## What you will do
Pick up the tutorial introduction below on caching a Node.js application with Redis and continue it from its last sentence.
==== Selected passage ====
Learn to Cache your NodeJS Application with Redis

Data is essential to most applications, whether it comes from a database or an API. To get data from an API, you send a network request to the API server and get the data back in response. 

It takes time for these round trips to complete, so your application may take longer to respond to users as a result. Rate limiting is also used by most APIs to limit the number of requests they can serve an application within a specified timeframe.

When you learn to cache your NodeJS application with Redis, you can get around these problems by making one API request and then retrieving the data from the cache with each subsequent request. In-memory databases like Redis, which store data in the server’s memory, are popular tools for caching data. Redis can be accessed and stored in Node.js by using the node-redis module.

You will create an Express application using the axios module that fetches data from a RESTful API and stores it in Redis using the node-redis module. Cache validity periods are implemented after that so that the cache can expire after a certain period. The final step is to cache data using Express middleware.
==== Data block ====
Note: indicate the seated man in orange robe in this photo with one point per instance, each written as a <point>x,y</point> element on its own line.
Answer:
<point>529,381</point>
====
## The response
In this article, we will get to know about how you can cache your Node.js applications with Redis! Firstly, let’s understand what is caching. 

What is Caching?

Caches are used to store files in a temporary location so that they can be accessed faster. Data access operations from a cache are faster than those from a database or remote server. It is ideal for operations that are time-consuming (in terms of cost). During our time as back-end developers, we must complete the clients’ requests as quickly as possible. Data retrieval from databases, calculations, obtaining additional data from other services, etc., that have to be performed as part of a query can slow our performance.

The data can be processed once, stored in a cache, and retrieved directly from the cache without having to do all those expensive operations. To ensure that users can see the updated information, we would periodically update the cache.

What is Redis?

The Redis system uses an open-source (BSD licensed) in-memory data structure store for storing data, caching data, and brokering messages. The system memory stores data as key-value pairs in a No-SQL database, which you can think of as a No-SQL database. Disk-persistent data storage is also available for Redis if needed.

Data that needs to be retrieved and delivered to the client quickly is best served by Redis. Let’s create a basic project that implements caching with Redis now that you understand Caching and Redis.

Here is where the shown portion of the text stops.